▸ TASK DETAILS
Scan the material for the word "jersey", and copy each line where it shows up.

▸ MATERIAL SHOWN
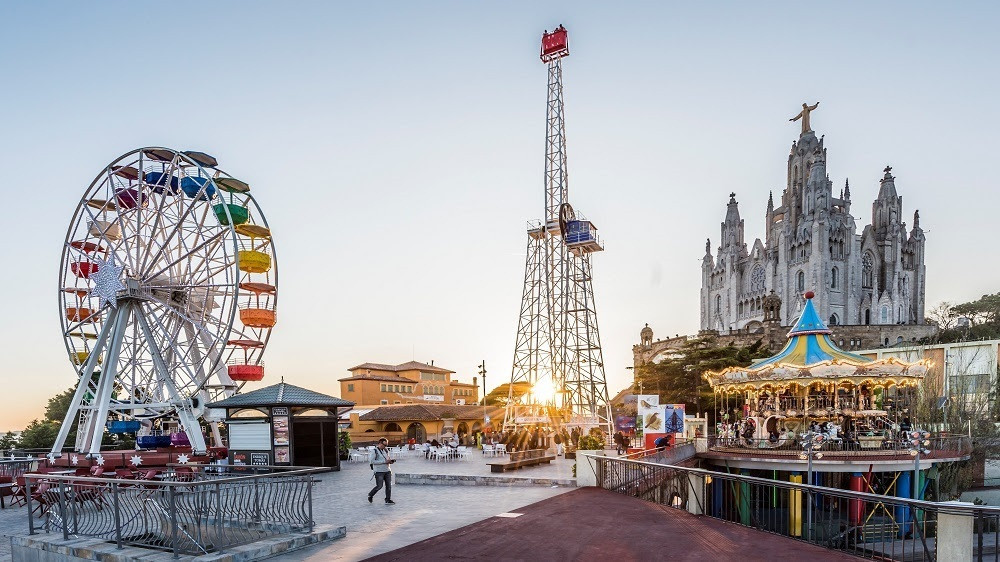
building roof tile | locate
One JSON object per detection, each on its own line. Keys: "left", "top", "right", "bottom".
{"left": 207, "top": 381, "right": 355, "bottom": 409}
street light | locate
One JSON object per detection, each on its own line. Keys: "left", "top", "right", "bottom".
{"left": 798, "top": 431, "right": 825, "bottom": 542}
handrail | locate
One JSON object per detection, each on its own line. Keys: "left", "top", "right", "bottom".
{"left": 584, "top": 453, "right": 999, "bottom": 516}
{"left": 23, "top": 465, "right": 329, "bottom": 488}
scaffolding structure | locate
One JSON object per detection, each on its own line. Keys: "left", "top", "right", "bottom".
{"left": 504, "top": 26, "right": 612, "bottom": 436}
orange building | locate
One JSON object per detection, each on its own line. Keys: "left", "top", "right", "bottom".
{"left": 338, "top": 361, "right": 480, "bottom": 407}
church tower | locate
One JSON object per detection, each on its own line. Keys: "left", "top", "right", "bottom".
{"left": 698, "top": 103, "right": 926, "bottom": 333}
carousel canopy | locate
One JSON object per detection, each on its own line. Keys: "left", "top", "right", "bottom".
{"left": 704, "top": 292, "right": 929, "bottom": 391}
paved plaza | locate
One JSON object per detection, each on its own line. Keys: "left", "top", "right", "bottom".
{"left": 0, "top": 451, "right": 576, "bottom": 561}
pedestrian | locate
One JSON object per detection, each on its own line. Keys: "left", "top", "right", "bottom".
{"left": 614, "top": 431, "right": 625, "bottom": 455}
{"left": 367, "top": 438, "right": 396, "bottom": 504}
{"left": 553, "top": 431, "right": 564, "bottom": 456}
{"left": 423, "top": 440, "right": 431, "bottom": 459}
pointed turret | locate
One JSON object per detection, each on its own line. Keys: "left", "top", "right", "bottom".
{"left": 844, "top": 178, "right": 851, "bottom": 201}
{"left": 872, "top": 165, "right": 903, "bottom": 235}
{"left": 877, "top": 166, "right": 898, "bottom": 201}
{"left": 720, "top": 192, "right": 745, "bottom": 249}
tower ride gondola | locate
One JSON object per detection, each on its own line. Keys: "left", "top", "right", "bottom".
{"left": 55, "top": 148, "right": 278, "bottom": 457}
{"left": 504, "top": 26, "right": 612, "bottom": 436}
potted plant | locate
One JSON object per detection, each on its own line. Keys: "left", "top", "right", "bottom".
{"left": 339, "top": 431, "right": 352, "bottom": 461}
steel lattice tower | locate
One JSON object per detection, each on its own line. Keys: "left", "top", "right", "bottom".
{"left": 504, "top": 26, "right": 612, "bottom": 436}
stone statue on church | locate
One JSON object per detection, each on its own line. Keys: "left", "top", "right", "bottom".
{"left": 789, "top": 102, "right": 820, "bottom": 134}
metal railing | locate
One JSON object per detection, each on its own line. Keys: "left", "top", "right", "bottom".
{"left": 589, "top": 454, "right": 1000, "bottom": 561}
{"left": 0, "top": 458, "right": 38, "bottom": 479}
{"left": 24, "top": 465, "right": 329, "bottom": 557}
{"left": 708, "top": 434, "right": 973, "bottom": 459}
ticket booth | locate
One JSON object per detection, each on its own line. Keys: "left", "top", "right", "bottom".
{"left": 206, "top": 381, "right": 354, "bottom": 470}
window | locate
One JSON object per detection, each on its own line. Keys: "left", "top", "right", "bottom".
{"left": 797, "top": 271, "right": 805, "bottom": 292}
{"left": 750, "top": 266, "right": 765, "bottom": 292}
{"left": 864, "top": 309, "right": 871, "bottom": 325}
{"left": 380, "top": 399, "right": 388, "bottom": 405}
{"left": 881, "top": 307, "right": 888, "bottom": 323}
{"left": 829, "top": 314, "right": 839, "bottom": 325}
{"left": 831, "top": 267, "right": 838, "bottom": 289}
{"left": 380, "top": 384, "right": 387, "bottom": 392}
{"left": 715, "top": 295, "right": 721, "bottom": 313}
{"left": 862, "top": 252, "right": 874, "bottom": 288}
{"left": 385, "top": 423, "right": 402, "bottom": 432}
{"left": 394, "top": 401, "right": 401, "bottom": 405}
{"left": 347, "top": 384, "right": 354, "bottom": 392}
{"left": 394, "top": 384, "right": 400, "bottom": 392}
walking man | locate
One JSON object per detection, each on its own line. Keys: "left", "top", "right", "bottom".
{"left": 368, "top": 438, "right": 396, "bottom": 504}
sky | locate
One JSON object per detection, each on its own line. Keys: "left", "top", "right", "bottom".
{"left": 1, "top": 1, "right": 998, "bottom": 431}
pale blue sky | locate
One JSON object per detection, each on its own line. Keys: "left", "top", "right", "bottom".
{"left": 2, "top": 2, "right": 998, "bottom": 430}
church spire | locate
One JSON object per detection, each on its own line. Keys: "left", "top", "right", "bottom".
{"left": 844, "top": 178, "right": 851, "bottom": 201}
{"left": 720, "top": 193, "right": 745, "bottom": 250}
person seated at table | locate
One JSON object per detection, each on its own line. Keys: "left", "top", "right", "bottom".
{"left": 422, "top": 440, "right": 432, "bottom": 459}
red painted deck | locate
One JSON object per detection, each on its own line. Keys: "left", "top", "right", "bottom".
{"left": 365, "top": 487, "right": 855, "bottom": 562}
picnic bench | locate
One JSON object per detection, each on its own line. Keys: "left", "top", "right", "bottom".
{"left": 486, "top": 449, "right": 555, "bottom": 473}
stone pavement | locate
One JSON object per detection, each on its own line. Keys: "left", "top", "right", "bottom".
{"left": 272, "top": 452, "right": 574, "bottom": 560}
{"left": 0, "top": 452, "right": 574, "bottom": 562}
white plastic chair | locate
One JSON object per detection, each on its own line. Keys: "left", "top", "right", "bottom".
{"left": 495, "top": 443, "right": 507, "bottom": 456}
{"left": 482, "top": 444, "right": 495, "bottom": 457}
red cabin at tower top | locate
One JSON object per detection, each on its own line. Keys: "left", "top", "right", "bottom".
{"left": 540, "top": 25, "right": 569, "bottom": 62}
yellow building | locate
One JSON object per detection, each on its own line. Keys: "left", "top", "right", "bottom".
{"left": 346, "top": 404, "right": 504, "bottom": 445}
{"left": 338, "top": 361, "right": 480, "bottom": 407}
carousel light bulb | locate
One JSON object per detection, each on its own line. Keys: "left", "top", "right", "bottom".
{"left": 815, "top": 453, "right": 823, "bottom": 459}
{"left": 799, "top": 453, "right": 807, "bottom": 460}
{"left": 923, "top": 440, "right": 930, "bottom": 447}
{"left": 909, "top": 450, "right": 918, "bottom": 457}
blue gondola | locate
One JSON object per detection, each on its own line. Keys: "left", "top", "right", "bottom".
{"left": 137, "top": 435, "right": 172, "bottom": 449}
{"left": 144, "top": 171, "right": 179, "bottom": 194}
{"left": 181, "top": 177, "right": 216, "bottom": 200}
{"left": 107, "top": 420, "right": 141, "bottom": 434}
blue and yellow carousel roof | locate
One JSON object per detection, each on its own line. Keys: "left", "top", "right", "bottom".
{"left": 704, "top": 292, "right": 929, "bottom": 390}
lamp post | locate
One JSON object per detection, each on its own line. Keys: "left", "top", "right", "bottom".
{"left": 478, "top": 361, "right": 487, "bottom": 434}
{"left": 906, "top": 429, "right": 931, "bottom": 537}
{"left": 798, "top": 431, "right": 825, "bottom": 542}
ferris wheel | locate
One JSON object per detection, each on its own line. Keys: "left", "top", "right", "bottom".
{"left": 54, "top": 148, "right": 278, "bottom": 456}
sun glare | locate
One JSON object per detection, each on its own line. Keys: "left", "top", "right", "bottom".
{"left": 532, "top": 378, "right": 556, "bottom": 403}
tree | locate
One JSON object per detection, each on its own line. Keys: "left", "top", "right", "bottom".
{"left": 18, "top": 419, "right": 60, "bottom": 450}
{"left": 0, "top": 431, "right": 19, "bottom": 451}
{"left": 483, "top": 382, "right": 531, "bottom": 407}
{"left": 634, "top": 336, "right": 771, "bottom": 424}
{"left": 927, "top": 293, "right": 1000, "bottom": 344}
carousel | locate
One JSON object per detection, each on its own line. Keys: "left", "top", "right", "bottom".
{"left": 704, "top": 291, "right": 930, "bottom": 454}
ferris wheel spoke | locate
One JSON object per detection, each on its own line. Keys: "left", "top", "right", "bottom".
{"left": 179, "top": 235, "right": 231, "bottom": 287}
{"left": 144, "top": 229, "right": 227, "bottom": 282}
{"left": 141, "top": 301, "right": 205, "bottom": 392}
{"left": 143, "top": 295, "right": 228, "bottom": 365}
{"left": 136, "top": 158, "right": 181, "bottom": 274}
{"left": 77, "top": 202, "right": 135, "bottom": 270}
{"left": 140, "top": 180, "right": 218, "bottom": 278}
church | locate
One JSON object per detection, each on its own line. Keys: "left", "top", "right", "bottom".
{"left": 700, "top": 103, "right": 927, "bottom": 333}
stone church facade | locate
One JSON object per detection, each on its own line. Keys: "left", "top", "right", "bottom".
{"left": 700, "top": 121, "right": 927, "bottom": 334}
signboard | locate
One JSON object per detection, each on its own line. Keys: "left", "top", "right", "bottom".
{"left": 272, "top": 416, "right": 289, "bottom": 445}
{"left": 272, "top": 407, "right": 289, "bottom": 416}
{"left": 423, "top": 395, "right": 444, "bottom": 402}
{"left": 664, "top": 404, "right": 685, "bottom": 435}
{"left": 454, "top": 399, "right": 466, "bottom": 405}
{"left": 274, "top": 447, "right": 289, "bottom": 464}
{"left": 638, "top": 395, "right": 663, "bottom": 433}
{"left": 615, "top": 415, "right": 636, "bottom": 433}
{"left": 250, "top": 452, "right": 270, "bottom": 466}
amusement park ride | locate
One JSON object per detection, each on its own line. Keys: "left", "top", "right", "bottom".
{"left": 54, "top": 148, "right": 277, "bottom": 461}
{"left": 504, "top": 26, "right": 613, "bottom": 435}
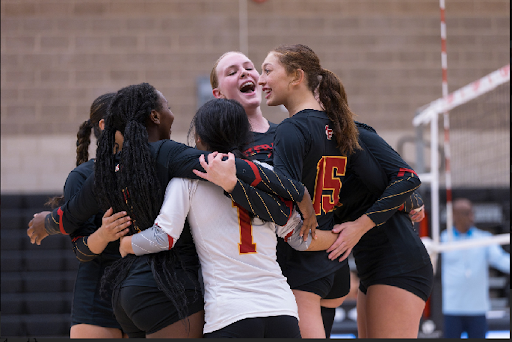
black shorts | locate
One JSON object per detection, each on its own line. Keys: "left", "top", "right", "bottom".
{"left": 113, "top": 285, "right": 204, "bottom": 338}
{"left": 358, "top": 262, "right": 433, "bottom": 302}
{"left": 204, "top": 315, "right": 301, "bottom": 338}
{"left": 70, "top": 262, "right": 122, "bottom": 330}
{"left": 293, "top": 262, "right": 350, "bottom": 299}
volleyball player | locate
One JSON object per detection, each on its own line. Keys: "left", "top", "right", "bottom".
{"left": 42, "top": 93, "right": 127, "bottom": 338}
{"left": 258, "top": 44, "right": 433, "bottom": 338}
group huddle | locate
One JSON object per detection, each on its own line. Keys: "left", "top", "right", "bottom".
{"left": 28, "top": 44, "right": 433, "bottom": 338}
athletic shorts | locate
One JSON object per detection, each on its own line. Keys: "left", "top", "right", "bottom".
{"left": 358, "top": 262, "right": 433, "bottom": 302}
{"left": 204, "top": 315, "right": 301, "bottom": 338}
{"left": 113, "top": 285, "right": 204, "bottom": 338}
{"left": 294, "top": 262, "right": 350, "bottom": 299}
{"left": 70, "top": 263, "right": 122, "bottom": 330}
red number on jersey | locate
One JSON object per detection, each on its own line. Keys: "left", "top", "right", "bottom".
{"left": 312, "top": 156, "right": 347, "bottom": 215}
{"left": 233, "top": 202, "right": 257, "bottom": 254}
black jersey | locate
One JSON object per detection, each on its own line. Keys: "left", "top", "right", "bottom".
{"left": 65, "top": 159, "right": 120, "bottom": 265}
{"left": 272, "top": 110, "right": 421, "bottom": 288}
{"left": 62, "top": 159, "right": 121, "bottom": 329}
{"left": 336, "top": 122, "right": 431, "bottom": 282}
{"left": 243, "top": 122, "right": 278, "bottom": 165}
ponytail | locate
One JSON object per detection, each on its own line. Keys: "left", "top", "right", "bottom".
{"left": 318, "top": 68, "right": 360, "bottom": 156}
{"left": 75, "top": 119, "right": 93, "bottom": 166}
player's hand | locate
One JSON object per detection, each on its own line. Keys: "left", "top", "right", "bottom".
{"left": 296, "top": 188, "right": 318, "bottom": 241}
{"left": 97, "top": 207, "right": 131, "bottom": 243}
{"left": 119, "top": 236, "right": 134, "bottom": 258}
{"left": 193, "top": 152, "right": 237, "bottom": 192}
{"left": 27, "top": 211, "right": 51, "bottom": 245}
{"left": 326, "top": 214, "right": 375, "bottom": 262}
{"left": 409, "top": 205, "right": 425, "bottom": 223}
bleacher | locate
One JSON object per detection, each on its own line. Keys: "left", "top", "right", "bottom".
{"left": 1, "top": 194, "right": 78, "bottom": 338}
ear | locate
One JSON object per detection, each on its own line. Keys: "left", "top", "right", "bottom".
{"left": 212, "top": 88, "right": 226, "bottom": 99}
{"left": 98, "top": 118, "right": 105, "bottom": 131}
{"left": 290, "top": 69, "right": 305, "bottom": 86}
{"left": 149, "top": 109, "right": 160, "bottom": 124}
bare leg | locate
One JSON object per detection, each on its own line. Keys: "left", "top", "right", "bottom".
{"left": 146, "top": 310, "right": 204, "bottom": 339}
{"left": 70, "top": 324, "right": 124, "bottom": 338}
{"left": 320, "top": 295, "right": 347, "bottom": 308}
{"left": 364, "top": 284, "right": 425, "bottom": 338}
{"left": 292, "top": 289, "right": 325, "bottom": 338}
{"left": 356, "top": 289, "right": 368, "bottom": 338}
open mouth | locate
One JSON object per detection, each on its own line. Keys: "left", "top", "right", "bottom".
{"left": 240, "top": 81, "right": 255, "bottom": 93}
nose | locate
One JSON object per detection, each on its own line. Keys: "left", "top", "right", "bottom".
{"left": 258, "top": 74, "right": 265, "bottom": 85}
{"left": 240, "top": 69, "right": 247, "bottom": 78}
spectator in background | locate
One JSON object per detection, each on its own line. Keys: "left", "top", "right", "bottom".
{"left": 441, "top": 197, "right": 510, "bottom": 338}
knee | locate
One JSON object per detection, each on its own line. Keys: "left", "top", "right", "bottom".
{"left": 321, "top": 295, "right": 347, "bottom": 308}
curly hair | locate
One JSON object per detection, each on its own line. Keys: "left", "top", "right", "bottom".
{"left": 96, "top": 83, "right": 192, "bottom": 326}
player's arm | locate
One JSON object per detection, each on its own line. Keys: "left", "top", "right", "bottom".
{"left": 190, "top": 150, "right": 317, "bottom": 234}
{"left": 119, "top": 178, "right": 189, "bottom": 257}
{"left": 276, "top": 209, "right": 337, "bottom": 252}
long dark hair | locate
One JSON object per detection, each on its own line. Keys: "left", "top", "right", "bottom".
{"left": 272, "top": 44, "right": 361, "bottom": 156}
{"left": 187, "top": 98, "right": 253, "bottom": 158}
{"left": 96, "top": 83, "right": 190, "bottom": 324}
{"left": 46, "top": 92, "right": 115, "bottom": 208}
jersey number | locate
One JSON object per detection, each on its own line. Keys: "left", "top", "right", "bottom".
{"left": 233, "top": 202, "right": 257, "bottom": 254}
{"left": 313, "top": 156, "right": 347, "bottom": 215}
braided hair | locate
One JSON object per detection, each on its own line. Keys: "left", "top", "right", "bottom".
{"left": 96, "top": 83, "right": 191, "bottom": 325}
{"left": 45, "top": 92, "right": 115, "bottom": 208}
{"left": 187, "top": 98, "right": 253, "bottom": 159}
{"left": 272, "top": 44, "right": 361, "bottom": 156}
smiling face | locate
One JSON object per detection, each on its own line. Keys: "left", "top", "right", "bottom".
{"left": 213, "top": 52, "right": 262, "bottom": 110}
{"left": 258, "top": 51, "right": 295, "bottom": 107}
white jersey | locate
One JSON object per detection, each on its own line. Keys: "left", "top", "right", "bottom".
{"left": 153, "top": 176, "right": 299, "bottom": 334}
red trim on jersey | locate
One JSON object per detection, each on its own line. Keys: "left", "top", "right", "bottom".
{"left": 283, "top": 229, "right": 294, "bottom": 242}
{"left": 397, "top": 168, "right": 418, "bottom": 177}
{"left": 398, "top": 203, "right": 405, "bottom": 211}
{"left": 246, "top": 161, "right": 262, "bottom": 187}
{"left": 71, "top": 236, "right": 82, "bottom": 243}
{"left": 57, "top": 207, "right": 68, "bottom": 235}
{"left": 168, "top": 235, "right": 174, "bottom": 249}
{"left": 283, "top": 198, "right": 294, "bottom": 224}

▸ SOLUTION FOR THIS EXERCISE
red number on jersey | locate
black jersey | locate
jersey number | locate
white jersey | locate
red trim on jersey | locate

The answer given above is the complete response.